[Labeled shape records]
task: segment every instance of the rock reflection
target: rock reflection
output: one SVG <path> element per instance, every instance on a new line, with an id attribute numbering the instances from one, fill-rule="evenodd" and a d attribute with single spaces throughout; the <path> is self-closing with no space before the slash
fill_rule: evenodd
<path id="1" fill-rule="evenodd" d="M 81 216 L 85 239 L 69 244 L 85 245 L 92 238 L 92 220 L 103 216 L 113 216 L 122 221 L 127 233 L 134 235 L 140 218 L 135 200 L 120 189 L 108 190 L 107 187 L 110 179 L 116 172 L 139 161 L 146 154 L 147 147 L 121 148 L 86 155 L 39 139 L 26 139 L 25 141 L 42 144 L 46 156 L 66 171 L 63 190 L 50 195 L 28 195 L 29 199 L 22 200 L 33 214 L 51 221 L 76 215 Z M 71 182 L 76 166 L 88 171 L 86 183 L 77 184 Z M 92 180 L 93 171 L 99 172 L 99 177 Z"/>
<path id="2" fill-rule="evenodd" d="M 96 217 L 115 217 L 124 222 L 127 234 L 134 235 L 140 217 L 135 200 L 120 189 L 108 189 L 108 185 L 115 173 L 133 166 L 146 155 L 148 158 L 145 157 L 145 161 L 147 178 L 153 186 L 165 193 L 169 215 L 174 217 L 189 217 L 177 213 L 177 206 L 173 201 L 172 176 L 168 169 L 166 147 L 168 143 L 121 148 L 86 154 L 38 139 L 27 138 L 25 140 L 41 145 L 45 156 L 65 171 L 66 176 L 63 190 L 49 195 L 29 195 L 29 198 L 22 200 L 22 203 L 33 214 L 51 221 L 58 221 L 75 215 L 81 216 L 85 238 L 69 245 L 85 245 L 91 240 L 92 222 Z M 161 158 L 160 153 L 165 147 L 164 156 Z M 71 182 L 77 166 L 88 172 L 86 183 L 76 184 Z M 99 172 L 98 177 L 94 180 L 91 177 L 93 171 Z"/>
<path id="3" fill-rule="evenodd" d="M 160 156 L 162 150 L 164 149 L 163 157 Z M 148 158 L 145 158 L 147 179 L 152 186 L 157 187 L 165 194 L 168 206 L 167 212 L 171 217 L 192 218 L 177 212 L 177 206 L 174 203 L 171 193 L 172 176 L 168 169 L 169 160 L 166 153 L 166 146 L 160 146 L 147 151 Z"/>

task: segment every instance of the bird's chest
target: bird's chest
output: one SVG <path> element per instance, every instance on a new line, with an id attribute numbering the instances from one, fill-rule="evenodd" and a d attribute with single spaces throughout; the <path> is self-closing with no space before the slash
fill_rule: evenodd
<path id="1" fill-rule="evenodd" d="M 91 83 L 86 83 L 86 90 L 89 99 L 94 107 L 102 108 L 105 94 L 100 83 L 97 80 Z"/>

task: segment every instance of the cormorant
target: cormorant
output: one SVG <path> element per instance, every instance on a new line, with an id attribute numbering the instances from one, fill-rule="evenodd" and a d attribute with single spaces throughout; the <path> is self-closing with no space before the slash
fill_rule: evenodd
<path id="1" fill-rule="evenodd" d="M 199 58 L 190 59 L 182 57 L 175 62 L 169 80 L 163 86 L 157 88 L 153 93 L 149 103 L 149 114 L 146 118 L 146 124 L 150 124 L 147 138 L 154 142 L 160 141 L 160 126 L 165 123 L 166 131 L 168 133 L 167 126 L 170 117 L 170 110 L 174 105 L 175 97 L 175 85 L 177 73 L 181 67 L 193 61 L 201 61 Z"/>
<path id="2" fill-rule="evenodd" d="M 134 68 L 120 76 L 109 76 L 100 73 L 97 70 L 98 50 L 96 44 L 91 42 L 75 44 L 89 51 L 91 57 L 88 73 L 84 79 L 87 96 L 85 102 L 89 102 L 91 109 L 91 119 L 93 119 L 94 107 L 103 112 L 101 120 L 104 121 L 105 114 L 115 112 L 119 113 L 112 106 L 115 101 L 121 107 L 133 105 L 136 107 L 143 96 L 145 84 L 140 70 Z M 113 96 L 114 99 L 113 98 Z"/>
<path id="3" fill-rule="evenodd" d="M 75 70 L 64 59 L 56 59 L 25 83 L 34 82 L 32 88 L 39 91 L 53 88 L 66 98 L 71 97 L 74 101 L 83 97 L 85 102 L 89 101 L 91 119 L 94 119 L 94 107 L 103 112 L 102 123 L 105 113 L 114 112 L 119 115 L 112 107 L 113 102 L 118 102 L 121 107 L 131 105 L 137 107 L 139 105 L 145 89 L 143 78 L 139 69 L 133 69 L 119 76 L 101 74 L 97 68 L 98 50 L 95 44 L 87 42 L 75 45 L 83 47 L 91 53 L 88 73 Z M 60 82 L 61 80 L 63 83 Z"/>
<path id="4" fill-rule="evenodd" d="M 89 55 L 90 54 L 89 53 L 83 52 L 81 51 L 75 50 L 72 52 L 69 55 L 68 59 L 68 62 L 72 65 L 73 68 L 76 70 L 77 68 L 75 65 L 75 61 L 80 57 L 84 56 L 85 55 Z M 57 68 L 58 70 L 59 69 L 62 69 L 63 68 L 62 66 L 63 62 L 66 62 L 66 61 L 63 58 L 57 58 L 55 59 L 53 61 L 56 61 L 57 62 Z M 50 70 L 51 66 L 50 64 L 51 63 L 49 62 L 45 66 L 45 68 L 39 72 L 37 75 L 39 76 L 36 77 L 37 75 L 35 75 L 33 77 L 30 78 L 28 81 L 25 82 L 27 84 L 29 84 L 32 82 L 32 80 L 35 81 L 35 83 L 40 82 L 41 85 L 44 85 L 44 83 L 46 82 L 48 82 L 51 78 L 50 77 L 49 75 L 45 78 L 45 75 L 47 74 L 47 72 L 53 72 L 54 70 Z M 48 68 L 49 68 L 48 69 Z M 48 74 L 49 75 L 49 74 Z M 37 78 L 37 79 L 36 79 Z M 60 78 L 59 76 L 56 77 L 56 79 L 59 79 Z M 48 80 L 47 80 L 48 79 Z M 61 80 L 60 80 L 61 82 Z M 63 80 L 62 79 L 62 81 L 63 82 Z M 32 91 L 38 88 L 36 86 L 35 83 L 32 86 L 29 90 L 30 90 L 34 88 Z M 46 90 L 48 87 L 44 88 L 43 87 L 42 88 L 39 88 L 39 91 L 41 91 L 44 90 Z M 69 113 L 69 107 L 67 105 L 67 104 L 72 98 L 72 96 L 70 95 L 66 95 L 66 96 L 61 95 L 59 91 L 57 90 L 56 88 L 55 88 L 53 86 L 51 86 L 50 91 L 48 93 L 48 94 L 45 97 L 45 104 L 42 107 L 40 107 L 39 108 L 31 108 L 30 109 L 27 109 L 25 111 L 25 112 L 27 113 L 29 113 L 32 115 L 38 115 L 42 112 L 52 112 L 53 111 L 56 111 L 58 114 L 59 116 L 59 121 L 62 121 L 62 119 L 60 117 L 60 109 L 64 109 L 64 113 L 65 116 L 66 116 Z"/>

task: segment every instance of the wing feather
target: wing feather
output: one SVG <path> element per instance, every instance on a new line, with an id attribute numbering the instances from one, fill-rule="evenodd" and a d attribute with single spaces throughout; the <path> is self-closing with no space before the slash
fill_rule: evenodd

To be done:
Format all of the data above as a JSON array of strings, one string per line, leaving out blank lines.

Result:
[
  "task: segment every instance of the rock reflection",
  "target: rock reflection",
  "output: one SVG <path> element per instance, every instance on a new line, with an id attribute numbering the instances from one, fill-rule=\"evenodd\" and a d attribute with single spaces throughout; the <path> is self-closing with no space before the slash",
  "fill_rule: evenodd",
  "<path id=\"1\" fill-rule=\"evenodd\" d=\"M 81 216 L 85 239 L 69 244 L 85 245 L 92 238 L 92 220 L 103 216 L 113 216 L 122 221 L 127 233 L 134 235 L 140 218 L 135 200 L 120 189 L 108 190 L 107 187 L 110 179 L 116 172 L 139 161 L 146 154 L 147 147 L 121 148 L 86 155 L 39 139 L 26 139 L 25 141 L 42 144 L 46 156 L 66 171 L 63 190 L 50 195 L 28 195 L 29 199 L 22 200 L 33 214 L 51 221 L 76 215 Z M 71 182 L 76 166 L 88 171 L 86 183 L 77 184 Z M 92 180 L 93 171 L 99 172 L 99 177 Z\"/>",
  "<path id=\"2\" fill-rule=\"evenodd\" d=\"M 96 217 L 115 217 L 124 222 L 127 234 L 134 235 L 140 217 L 135 200 L 120 189 L 108 189 L 108 185 L 115 173 L 133 166 L 146 155 L 148 158 L 145 157 L 145 161 L 147 178 L 153 186 L 165 193 L 169 215 L 174 217 L 189 217 L 177 213 L 177 206 L 173 201 L 172 176 L 168 169 L 166 147 L 168 143 L 121 148 L 86 154 L 38 139 L 27 138 L 25 140 L 41 145 L 45 156 L 65 171 L 66 176 L 63 190 L 49 195 L 29 195 L 29 198 L 22 200 L 22 203 L 33 214 L 51 221 L 58 221 L 75 215 L 81 216 L 85 238 L 69 245 L 85 245 L 91 240 L 92 222 Z M 161 158 L 160 153 L 165 147 L 164 156 Z M 71 182 L 77 166 L 88 172 L 86 183 L 76 184 Z M 99 172 L 98 177 L 94 180 L 91 177 L 93 171 Z\"/>",
  "<path id=\"3\" fill-rule=\"evenodd\" d=\"M 160 156 L 162 150 L 164 149 L 163 157 Z M 148 158 L 145 158 L 147 179 L 152 186 L 157 187 L 165 194 L 168 206 L 167 212 L 171 217 L 192 218 L 177 212 L 177 206 L 174 203 L 171 193 L 172 176 L 168 169 L 169 160 L 166 153 L 166 146 L 160 146 L 147 151 Z\"/>",
  "task: segment every instance of the bird's chest",
  "target: bird's chest",
  "output: one SVG <path> element per instance, every instance on a new line, with an id attribute numbering the instances from one, fill-rule=\"evenodd\" and a d attribute with single spaces throughout; the <path> is self-closing with no space before the slash",
  "fill_rule: evenodd",
  "<path id=\"1\" fill-rule=\"evenodd\" d=\"M 91 83 L 86 83 L 86 90 L 89 99 L 94 107 L 102 108 L 105 94 L 100 83 L 97 80 Z\"/>",
  "task: segment every instance of the cormorant",
  "target: cormorant",
  "output: one SVG <path> element per instance, every instance on a new line, with an id attribute numbering the instances from one, fill-rule=\"evenodd\" and a d attribute with single spaces throughout; the <path> is self-closing with no space before the slash",
  "fill_rule: evenodd",
  "<path id=\"1\" fill-rule=\"evenodd\" d=\"M 199 58 L 190 59 L 182 57 L 175 62 L 169 80 L 163 86 L 157 88 L 153 93 L 149 103 L 149 114 L 146 118 L 146 124 L 150 124 L 147 138 L 154 142 L 160 141 L 160 126 L 165 123 L 166 131 L 168 133 L 167 126 L 170 117 L 170 110 L 174 105 L 175 97 L 175 85 L 177 73 L 181 67 L 193 61 L 201 61 Z\"/>",
  "<path id=\"2\" fill-rule=\"evenodd\" d=\"M 134 68 L 120 76 L 109 76 L 100 73 L 97 70 L 98 50 L 96 44 L 91 42 L 75 44 L 89 51 L 91 57 L 88 73 L 84 79 L 87 96 L 85 102 L 89 102 L 91 109 L 91 119 L 93 119 L 94 107 L 103 112 L 101 120 L 104 121 L 105 114 L 115 112 L 119 113 L 112 106 L 115 101 L 121 107 L 133 105 L 136 107 L 143 96 L 145 84 L 140 70 Z M 113 96 L 114 99 L 113 98 Z\"/>",
  "<path id=\"3\" fill-rule=\"evenodd\" d=\"M 75 70 L 64 59 L 56 59 L 25 83 L 34 82 L 32 88 L 39 91 L 53 88 L 66 98 L 71 97 L 74 101 L 83 97 L 85 102 L 89 101 L 91 119 L 94 119 L 94 107 L 103 112 L 102 123 L 105 113 L 114 112 L 119 115 L 112 107 L 113 102 L 118 102 L 121 107 L 131 105 L 137 107 L 139 105 L 145 89 L 143 78 L 139 69 L 133 69 L 119 76 L 101 74 L 97 68 L 98 50 L 95 44 L 87 42 L 75 45 L 83 47 L 91 53 L 88 73 Z M 60 82 L 61 80 L 63 83 Z\"/>",
  "<path id=\"4\" fill-rule=\"evenodd\" d=\"M 89 55 L 90 54 L 89 53 L 83 52 L 81 51 L 75 50 L 72 52 L 69 55 L 68 59 L 68 62 L 72 65 L 73 68 L 76 70 L 77 68 L 75 65 L 75 61 L 80 57 L 84 56 L 85 55 Z M 57 68 L 58 70 L 59 69 L 62 69 L 63 68 L 62 66 L 63 62 L 66 62 L 66 61 L 63 58 L 57 58 L 55 59 L 53 61 L 56 61 L 57 62 Z M 50 70 L 51 66 L 50 64 L 51 63 L 49 62 L 45 66 L 45 68 L 39 72 L 37 75 L 39 76 L 36 77 L 37 75 L 35 75 L 33 77 L 30 78 L 28 81 L 25 82 L 27 84 L 29 84 L 32 82 L 32 80 L 35 81 L 35 83 L 40 82 L 41 85 L 44 85 L 44 83 L 46 82 L 48 82 L 51 78 L 50 77 L 49 75 L 45 78 L 45 75 L 47 74 L 47 72 L 53 72 L 54 70 Z M 48 68 L 49 68 L 48 69 Z M 48 74 L 49 75 L 49 74 Z M 37 78 L 37 79 L 36 79 Z M 60 78 L 59 76 L 56 77 L 56 79 L 59 79 Z M 48 80 L 47 80 L 48 79 Z M 61 80 L 60 80 L 61 82 Z M 63 80 L 62 79 L 62 81 L 63 82 Z M 32 91 L 38 88 L 36 86 L 35 83 L 32 86 L 29 90 L 30 90 L 34 88 Z M 46 90 L 48 87 L 44 88 L 43 87 L 42 88 L 39 88 L 39 91 L 41 91 L 44 90 Z M 69 113 L 69 107 L 67 105 L 67 104 L 72 98 L 72 96 L 70 95 L 66 95 L 66 96 L 61 95 L 59 91 L 57 90 L 56 88 L 55 88 L 53 86 L 51 86 L 50 91 L 48 93 L 48 94 L 45 97 L 45 104 L 42 107 L 40 107 L 39 108 L 31 108 L 30 109 L 27 109 L 25 111 L 25 112 L 27 113 L 29 113 L 32 115 L 38 115 L 42 112 L 52 112 L 53 111 L 56 111 L 58 114 L 59 116 L 59 121 L 62 121 L 62 119 L 60 117 L 60 109 L 64 109 L 64 113 L 65 116 L 66 116 Z\"/>",
  "task: segment every instance of the wing feather",
  "target: wing feather",
  "output: one SVG <path> element per instance, every instance on a new line, with an id attribute numbering the instances from one, fill-rule=\"evenodd\" and a d attribute with single spaces throughout; the <path> is self-closing with no space before the slash",
  "fill_rule: evenodd"
]